**Point labeling dataset excerpts:**

►

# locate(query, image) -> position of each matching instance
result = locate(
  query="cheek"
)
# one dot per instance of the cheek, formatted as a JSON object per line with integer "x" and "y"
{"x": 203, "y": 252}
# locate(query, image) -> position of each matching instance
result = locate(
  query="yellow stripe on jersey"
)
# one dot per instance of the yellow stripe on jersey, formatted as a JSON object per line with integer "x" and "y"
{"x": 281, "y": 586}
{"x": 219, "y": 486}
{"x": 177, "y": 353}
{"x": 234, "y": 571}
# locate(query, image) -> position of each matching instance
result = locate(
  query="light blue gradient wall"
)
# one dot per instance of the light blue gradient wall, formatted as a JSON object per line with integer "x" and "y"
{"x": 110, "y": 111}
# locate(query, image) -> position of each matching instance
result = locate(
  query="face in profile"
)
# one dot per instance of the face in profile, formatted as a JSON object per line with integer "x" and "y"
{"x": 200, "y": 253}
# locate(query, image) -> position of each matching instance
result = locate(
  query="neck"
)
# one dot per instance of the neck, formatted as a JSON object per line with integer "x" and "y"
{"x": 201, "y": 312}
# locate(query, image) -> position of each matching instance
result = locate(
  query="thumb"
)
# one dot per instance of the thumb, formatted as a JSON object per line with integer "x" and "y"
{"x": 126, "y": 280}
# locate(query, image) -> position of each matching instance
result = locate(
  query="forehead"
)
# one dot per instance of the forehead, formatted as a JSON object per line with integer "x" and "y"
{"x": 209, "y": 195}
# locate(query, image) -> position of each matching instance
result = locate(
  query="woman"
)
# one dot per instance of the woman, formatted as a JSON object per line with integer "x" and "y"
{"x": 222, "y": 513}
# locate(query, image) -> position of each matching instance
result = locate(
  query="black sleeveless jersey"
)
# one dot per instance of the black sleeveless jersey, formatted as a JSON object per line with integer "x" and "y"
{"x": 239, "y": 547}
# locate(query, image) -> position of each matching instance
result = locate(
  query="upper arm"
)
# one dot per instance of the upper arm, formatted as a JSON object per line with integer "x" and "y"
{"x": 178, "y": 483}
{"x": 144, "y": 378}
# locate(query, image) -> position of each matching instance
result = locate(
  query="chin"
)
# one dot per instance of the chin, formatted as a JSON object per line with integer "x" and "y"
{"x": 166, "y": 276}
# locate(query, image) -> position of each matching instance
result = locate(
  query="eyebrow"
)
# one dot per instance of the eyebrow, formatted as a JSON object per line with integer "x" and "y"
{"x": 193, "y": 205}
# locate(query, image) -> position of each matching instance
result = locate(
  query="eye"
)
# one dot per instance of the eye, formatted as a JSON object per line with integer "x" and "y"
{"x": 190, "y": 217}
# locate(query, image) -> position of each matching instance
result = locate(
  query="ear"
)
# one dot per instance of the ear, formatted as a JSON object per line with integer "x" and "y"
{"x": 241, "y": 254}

◄

Extract the complete data, matching each line exactly.

**REPLY:**
# locate(query, image) -> position of each matching instance
result = locate(
  query="cheek"
)
# one dot per instance of the cheek, formatted as a JSON object per line with integer "x" and "y"
{"x": 203, "y": 252}
# locate(query, image) -> position of each matching instance
result = locate(
  query="yellow stripe on jersey"
)
# one dot per instance of the yellow stripe on jersey, formatted as a JSON object per line with integer "x" and "y"
{"x": 281, "y": 586}
{"x": 219, "y": 486}
{"x": 177, "y": 353}
{"x": 234, "y": 571}
# locate(query, image) -> position of each matching instance
result = locate(
  query="light blue gradient wall"
)
# one dot per instance of the light blue gradient wall, formatted as a JSON object per line with integer "x" and "y"
{"x": 110, "y": 111}
# locate(query, image) -> position of each matching instance
result = locate(
  query="face in profile"
)
# one dot per instance of the face in profile, formatted as a JSON object per line with integer "x" and "y"
{"x": 200, "y": 253}
# locate(query, image) -> position of each matching instance
result = locate(
  query="neck"
)
# one dot per instance of the neck, formatted as a JSON object per line with integer "x" and "y"
{"x": 201, "y": 312}
# locate(query, image) -> position of each matching instance
result = locate(
  query="thumb"
)
# one dot per instance of the thumb, formatted as a JSON object per line with integer "x" and "y"
{"x": 126, "y": 280}
# locate(query, image) -> position of each matching instance
result = locate(
  query="forehead"
)
# one dot per instance of the forehead, formatted as a JSON object per line with integer "x" and "y"
{"x": 209, "y": 195}
# locate(query, image) -> position of each matching instance
result = locate(
  query="woman"
)
# one dot per instance of the woman, formatted as a JSON object per line with integer "x" and "y"
{"x": 222, "y": 513}
# locate(query, image) -> position of each matching instance
result = locate(
  query="black sleeveless jersey"
)
# one dot per instance of the black sleeveless jersey, formatted as a JSON object per line with integer "x" and "y"
{"x": 239, "y": 547}
# locate(query, image) -> position of each matching instance
result = locate(
  query="upper arm"
)
# one dot per instance of the upper arm, formatted as a JSON object per line with integer "x" and "y"
{"x": 178, "y": 483}
{"x": 144, "y": 378}
# locate(query, image) -> position of each matching instance
result = locate(
  query="chin"
)
# one dot per instance of the chin, formatted as a JSON object per line with integer "x" and "y"
{"x": 166, "y": 276}
# locate(query, image) -> position of each matching instance
result = locate(
  query="eyebrow"
)
# one dot per instance of the eyebrow, formatted as a JSON object per line with integer "x" and "y"
{"x": 193, "y": 205}
# locate(query, image) -> position of each matching instance
result = locate(
  query="eye"
)
# one dot per instance of the eye, formatted as a JSON object per line with integer "x" and "y"
{"x": 190, "y": 217}
# locate(query, image) -> position of each matching instance
result = locate(
  query="ear"
)
# one dot per instance of the ear, formatted as a JSON object per line with integer "x" and "y"
{"x": 241, "y": 254}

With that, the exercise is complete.